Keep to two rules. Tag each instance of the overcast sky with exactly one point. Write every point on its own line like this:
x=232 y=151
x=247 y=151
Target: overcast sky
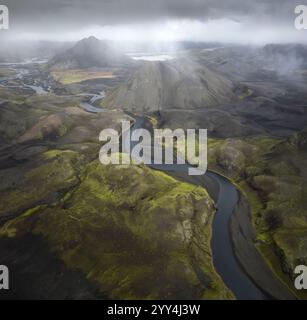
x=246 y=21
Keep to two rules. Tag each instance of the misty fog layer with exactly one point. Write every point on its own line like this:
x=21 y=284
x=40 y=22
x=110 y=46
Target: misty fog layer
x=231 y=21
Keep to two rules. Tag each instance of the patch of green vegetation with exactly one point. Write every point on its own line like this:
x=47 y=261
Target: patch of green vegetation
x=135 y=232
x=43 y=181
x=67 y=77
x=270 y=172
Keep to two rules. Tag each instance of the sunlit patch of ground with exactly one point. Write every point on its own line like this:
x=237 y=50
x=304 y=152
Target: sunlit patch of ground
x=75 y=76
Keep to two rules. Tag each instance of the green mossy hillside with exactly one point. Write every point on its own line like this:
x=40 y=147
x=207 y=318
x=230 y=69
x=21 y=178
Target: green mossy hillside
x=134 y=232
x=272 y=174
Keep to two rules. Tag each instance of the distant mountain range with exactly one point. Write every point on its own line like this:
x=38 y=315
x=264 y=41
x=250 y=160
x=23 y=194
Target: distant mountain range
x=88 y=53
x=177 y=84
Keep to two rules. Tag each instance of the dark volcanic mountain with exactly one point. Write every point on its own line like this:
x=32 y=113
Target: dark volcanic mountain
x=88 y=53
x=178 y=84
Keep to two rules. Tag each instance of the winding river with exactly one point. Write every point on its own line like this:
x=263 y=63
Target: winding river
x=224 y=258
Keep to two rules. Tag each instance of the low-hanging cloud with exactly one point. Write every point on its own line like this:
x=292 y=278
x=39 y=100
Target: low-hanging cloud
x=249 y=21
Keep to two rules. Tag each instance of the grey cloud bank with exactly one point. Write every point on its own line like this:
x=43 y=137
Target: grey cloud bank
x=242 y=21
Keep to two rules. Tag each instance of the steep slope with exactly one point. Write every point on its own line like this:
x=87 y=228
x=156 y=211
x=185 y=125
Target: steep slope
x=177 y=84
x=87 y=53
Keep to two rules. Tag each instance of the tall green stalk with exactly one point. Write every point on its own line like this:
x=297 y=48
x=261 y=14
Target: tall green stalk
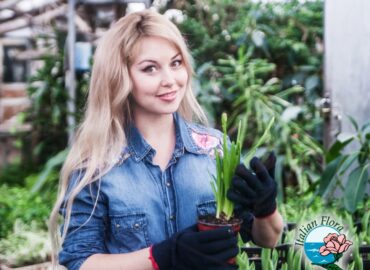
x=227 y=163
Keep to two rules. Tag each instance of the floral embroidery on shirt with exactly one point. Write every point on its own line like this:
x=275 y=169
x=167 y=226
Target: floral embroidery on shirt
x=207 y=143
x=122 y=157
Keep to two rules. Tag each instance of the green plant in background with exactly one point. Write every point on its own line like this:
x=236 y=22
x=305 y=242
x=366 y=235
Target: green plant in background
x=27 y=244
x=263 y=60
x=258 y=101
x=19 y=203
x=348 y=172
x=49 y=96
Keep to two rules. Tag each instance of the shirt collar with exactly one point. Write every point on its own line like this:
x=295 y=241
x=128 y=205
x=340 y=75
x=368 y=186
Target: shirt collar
________________________________________
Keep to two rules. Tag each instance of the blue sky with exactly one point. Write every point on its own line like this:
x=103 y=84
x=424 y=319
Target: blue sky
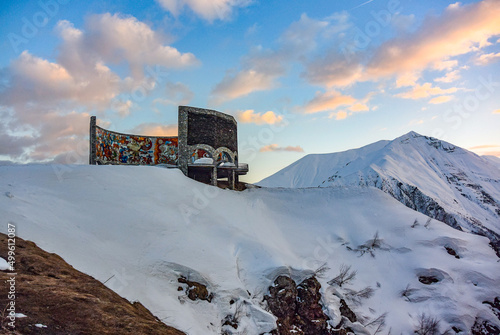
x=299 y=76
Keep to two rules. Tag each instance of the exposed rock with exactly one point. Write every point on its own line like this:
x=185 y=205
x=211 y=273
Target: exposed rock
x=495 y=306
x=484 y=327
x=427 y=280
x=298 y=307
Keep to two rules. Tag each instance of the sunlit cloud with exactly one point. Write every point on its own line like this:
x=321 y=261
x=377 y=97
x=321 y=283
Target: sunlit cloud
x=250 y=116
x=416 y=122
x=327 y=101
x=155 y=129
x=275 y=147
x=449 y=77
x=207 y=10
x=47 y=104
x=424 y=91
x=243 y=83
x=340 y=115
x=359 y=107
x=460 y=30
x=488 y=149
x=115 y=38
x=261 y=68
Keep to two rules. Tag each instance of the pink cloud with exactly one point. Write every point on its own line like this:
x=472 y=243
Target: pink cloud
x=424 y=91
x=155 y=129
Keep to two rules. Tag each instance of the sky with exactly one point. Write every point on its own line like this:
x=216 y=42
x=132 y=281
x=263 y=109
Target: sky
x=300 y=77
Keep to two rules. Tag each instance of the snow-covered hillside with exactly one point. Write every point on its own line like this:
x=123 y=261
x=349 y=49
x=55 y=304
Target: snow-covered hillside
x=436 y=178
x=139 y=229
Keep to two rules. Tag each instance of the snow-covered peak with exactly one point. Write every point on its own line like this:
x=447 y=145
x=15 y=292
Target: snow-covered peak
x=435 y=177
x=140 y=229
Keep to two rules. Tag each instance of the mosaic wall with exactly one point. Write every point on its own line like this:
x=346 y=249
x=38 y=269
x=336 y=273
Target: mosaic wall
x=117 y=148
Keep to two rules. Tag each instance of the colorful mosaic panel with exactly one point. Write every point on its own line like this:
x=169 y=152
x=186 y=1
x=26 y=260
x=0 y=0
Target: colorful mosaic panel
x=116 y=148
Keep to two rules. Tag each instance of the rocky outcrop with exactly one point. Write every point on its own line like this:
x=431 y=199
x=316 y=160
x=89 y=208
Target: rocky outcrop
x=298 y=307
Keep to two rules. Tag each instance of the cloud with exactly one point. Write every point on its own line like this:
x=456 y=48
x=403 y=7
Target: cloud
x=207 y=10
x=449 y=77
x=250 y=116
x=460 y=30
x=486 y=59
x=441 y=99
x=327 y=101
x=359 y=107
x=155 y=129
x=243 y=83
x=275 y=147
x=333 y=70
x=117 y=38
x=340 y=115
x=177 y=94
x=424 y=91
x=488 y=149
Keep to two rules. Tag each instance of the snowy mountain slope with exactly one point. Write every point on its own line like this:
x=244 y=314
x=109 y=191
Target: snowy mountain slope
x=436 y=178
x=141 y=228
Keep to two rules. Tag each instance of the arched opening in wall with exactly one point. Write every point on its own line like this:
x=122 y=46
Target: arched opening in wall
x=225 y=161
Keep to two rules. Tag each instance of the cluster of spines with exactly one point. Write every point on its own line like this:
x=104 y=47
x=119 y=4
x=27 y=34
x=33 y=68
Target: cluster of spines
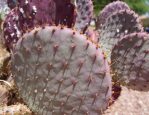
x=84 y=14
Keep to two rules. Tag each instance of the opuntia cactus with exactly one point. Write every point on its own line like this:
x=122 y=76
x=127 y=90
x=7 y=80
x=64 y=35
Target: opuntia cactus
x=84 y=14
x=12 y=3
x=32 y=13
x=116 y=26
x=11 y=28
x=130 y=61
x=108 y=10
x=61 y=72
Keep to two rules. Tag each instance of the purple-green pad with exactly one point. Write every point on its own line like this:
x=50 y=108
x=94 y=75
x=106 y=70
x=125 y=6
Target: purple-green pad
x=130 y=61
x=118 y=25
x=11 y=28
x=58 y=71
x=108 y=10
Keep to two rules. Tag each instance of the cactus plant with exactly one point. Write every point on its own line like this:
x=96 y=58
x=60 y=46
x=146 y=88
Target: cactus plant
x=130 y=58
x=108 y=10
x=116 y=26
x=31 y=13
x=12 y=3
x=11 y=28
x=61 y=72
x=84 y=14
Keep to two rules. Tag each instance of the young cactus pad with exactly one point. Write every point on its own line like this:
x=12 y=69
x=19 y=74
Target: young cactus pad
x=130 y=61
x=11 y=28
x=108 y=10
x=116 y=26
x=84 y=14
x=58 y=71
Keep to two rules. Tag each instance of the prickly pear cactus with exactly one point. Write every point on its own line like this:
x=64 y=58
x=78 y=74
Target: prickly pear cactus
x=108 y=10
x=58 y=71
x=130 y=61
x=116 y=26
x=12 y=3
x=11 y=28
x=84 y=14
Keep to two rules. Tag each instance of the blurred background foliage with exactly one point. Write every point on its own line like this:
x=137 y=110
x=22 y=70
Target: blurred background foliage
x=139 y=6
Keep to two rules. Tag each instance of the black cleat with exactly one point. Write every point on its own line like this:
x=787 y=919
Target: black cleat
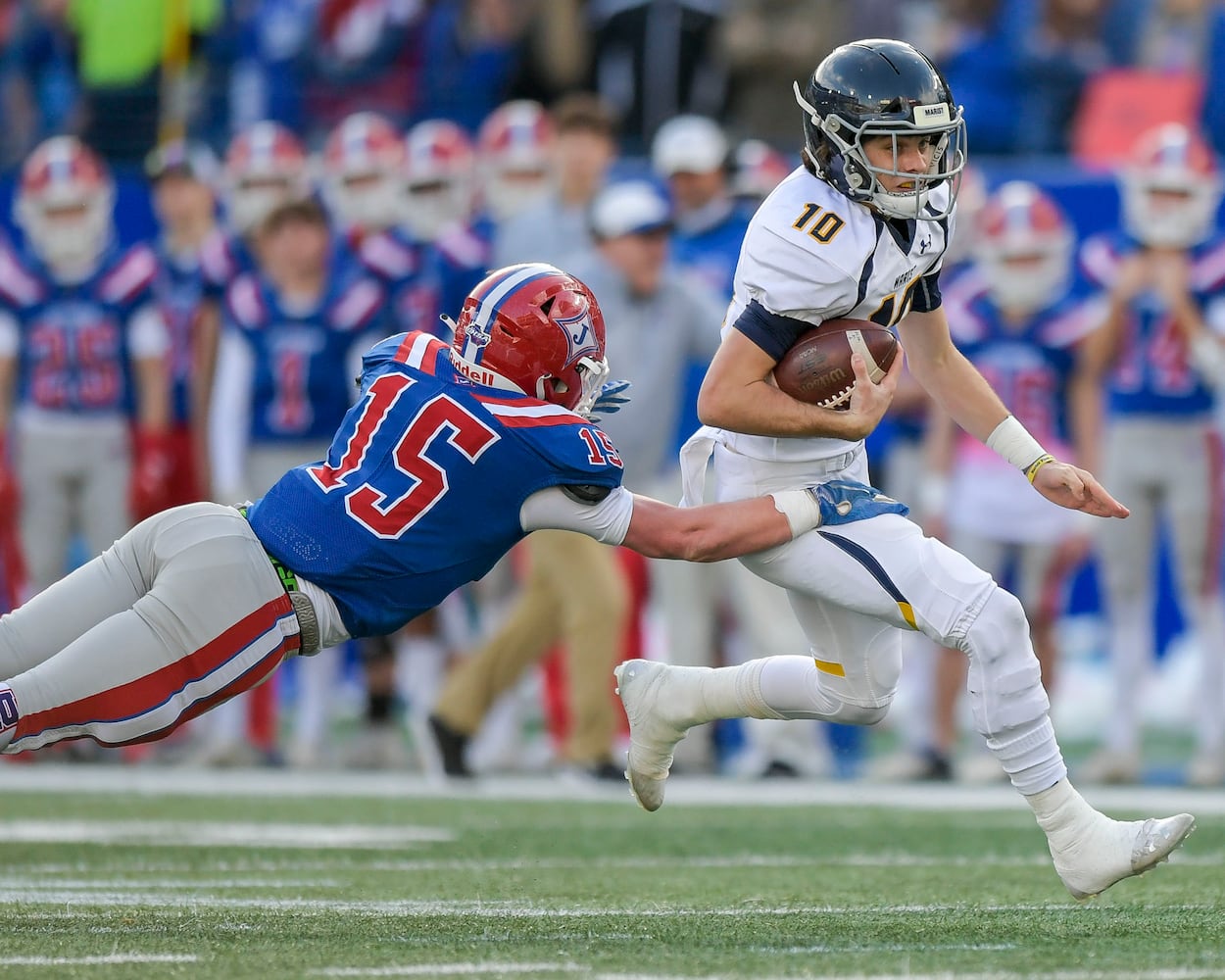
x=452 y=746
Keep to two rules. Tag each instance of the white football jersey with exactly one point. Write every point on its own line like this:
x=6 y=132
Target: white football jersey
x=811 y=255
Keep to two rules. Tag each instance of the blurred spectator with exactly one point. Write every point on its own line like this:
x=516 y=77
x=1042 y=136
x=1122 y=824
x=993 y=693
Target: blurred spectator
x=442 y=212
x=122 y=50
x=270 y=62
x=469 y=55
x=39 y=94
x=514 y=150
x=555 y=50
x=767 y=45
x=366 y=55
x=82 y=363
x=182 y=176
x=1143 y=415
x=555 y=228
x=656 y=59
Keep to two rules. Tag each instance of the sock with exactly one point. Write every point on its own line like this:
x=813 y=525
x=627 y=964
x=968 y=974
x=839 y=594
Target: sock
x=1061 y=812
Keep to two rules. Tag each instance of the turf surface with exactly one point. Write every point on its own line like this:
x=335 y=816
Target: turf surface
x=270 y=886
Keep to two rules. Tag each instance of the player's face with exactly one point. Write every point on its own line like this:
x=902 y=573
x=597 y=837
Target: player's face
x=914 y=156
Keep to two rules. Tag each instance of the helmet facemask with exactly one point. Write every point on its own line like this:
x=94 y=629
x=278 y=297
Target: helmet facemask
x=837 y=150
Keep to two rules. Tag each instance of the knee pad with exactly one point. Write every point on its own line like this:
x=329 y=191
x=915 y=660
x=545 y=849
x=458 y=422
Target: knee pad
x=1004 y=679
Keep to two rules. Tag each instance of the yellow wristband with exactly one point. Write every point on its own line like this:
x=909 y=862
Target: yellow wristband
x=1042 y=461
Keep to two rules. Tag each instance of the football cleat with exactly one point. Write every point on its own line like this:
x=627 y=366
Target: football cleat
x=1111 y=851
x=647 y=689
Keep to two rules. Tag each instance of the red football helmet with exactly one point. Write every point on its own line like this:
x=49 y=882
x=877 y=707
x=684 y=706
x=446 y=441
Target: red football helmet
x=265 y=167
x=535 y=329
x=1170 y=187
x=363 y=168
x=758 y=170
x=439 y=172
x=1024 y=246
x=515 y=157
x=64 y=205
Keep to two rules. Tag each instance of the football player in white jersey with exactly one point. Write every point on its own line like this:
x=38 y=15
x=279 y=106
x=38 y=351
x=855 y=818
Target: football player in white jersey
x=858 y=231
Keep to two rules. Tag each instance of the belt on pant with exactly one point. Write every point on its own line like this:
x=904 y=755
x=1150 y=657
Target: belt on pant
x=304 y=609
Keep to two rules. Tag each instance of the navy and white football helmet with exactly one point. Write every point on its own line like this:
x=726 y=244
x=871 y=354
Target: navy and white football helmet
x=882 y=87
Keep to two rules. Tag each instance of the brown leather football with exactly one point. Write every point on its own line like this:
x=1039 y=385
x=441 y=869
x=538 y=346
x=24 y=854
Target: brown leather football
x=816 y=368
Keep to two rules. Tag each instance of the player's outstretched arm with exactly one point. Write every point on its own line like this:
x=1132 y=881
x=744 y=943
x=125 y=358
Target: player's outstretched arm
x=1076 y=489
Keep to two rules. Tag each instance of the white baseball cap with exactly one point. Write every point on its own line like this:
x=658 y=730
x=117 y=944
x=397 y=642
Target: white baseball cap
________________________________________
BRIEF:
What is the number of lines above that contain "collar"? Reply with that number only.

ANSWER SPACE:
2